• _DIRECTIONS_: Without changing a word, repeat the data, and include no pictures.

Free-text object descriptions

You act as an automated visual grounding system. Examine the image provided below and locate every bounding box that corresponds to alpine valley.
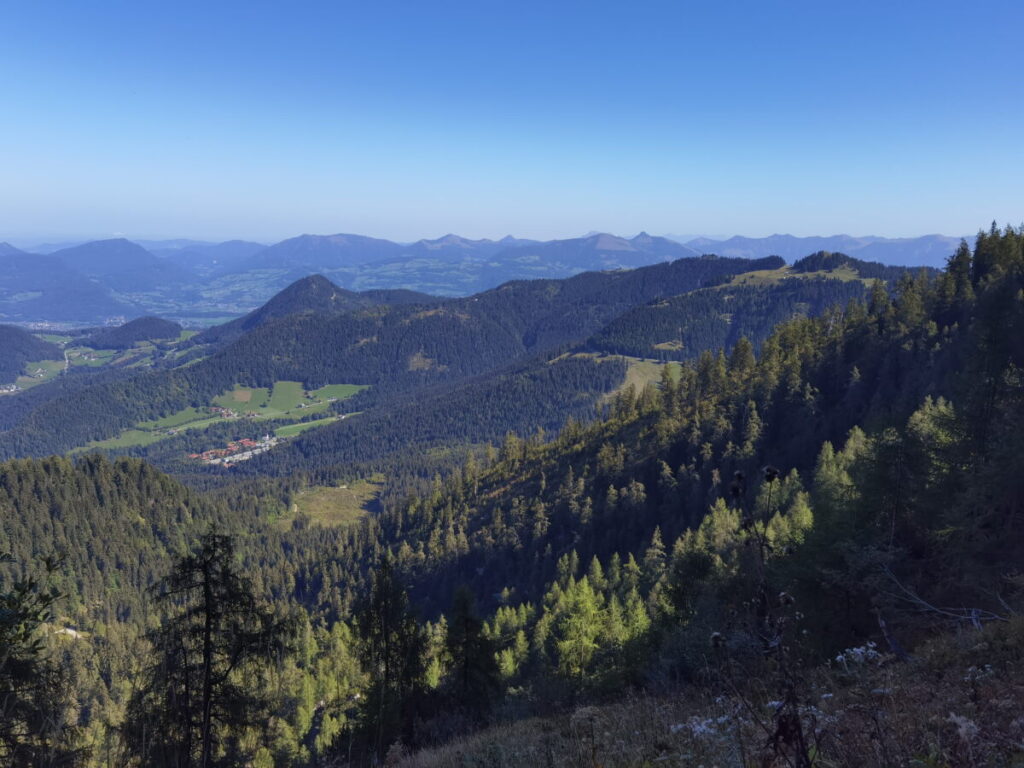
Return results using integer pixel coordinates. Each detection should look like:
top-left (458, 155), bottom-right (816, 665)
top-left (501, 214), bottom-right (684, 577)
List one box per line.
top-left (2, 225), bottom-right (1024, 767)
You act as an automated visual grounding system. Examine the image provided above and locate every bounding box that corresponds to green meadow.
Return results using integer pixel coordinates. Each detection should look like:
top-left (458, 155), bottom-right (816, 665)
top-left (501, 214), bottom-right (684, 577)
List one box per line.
top-left (274, 476), bottom-right (383, 531)
top-left (77, 381), bottom-right (366, 453)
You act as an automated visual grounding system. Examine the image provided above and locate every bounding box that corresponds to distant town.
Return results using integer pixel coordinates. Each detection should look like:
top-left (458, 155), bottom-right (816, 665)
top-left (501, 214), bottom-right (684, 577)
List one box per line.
top-left (189, 434), bottom-right (281, 465)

• _EXERCISE RESULT_:
You act as an automated visual grounding system. Examine the image provided below and locate every bounding box that corresponds to alpine valley.
Return results using integer pixel coordinates. Each detection should look like:
top-left (458, 155), bottom-right (816, 665)
top-left (501, 214), bottom-right (684, 577)
List one box per line.
top-left (2, 225), bottom-right (1024, 767)
You act as an automated visual grounding system. Examine the image provided above and locate every bounding box that corresponds to green meadow.
Return results using integer pixel coordinates. Each detection should look like:
top-left (458, 155), bottom-right (816, 665)
top-left (501, 214), bottom-right (684, 577)
List one box per line.
top-left (274, 476), bottom-right (383, 531)
top-left (77, 381), bottom-right (366, 453)
You act as an automated visual grounding system. Examine the image provided above and locate every bounding box that corresponds to distant town.
Return results using integer pixel coordinates. Each detection should look like:
top-left (458, 155), bottom-right (816, 665)
top-left (501, 214), bottom-right (684, 577)
List one box per line.
top-left (189, 434), bottom-right (281, 465)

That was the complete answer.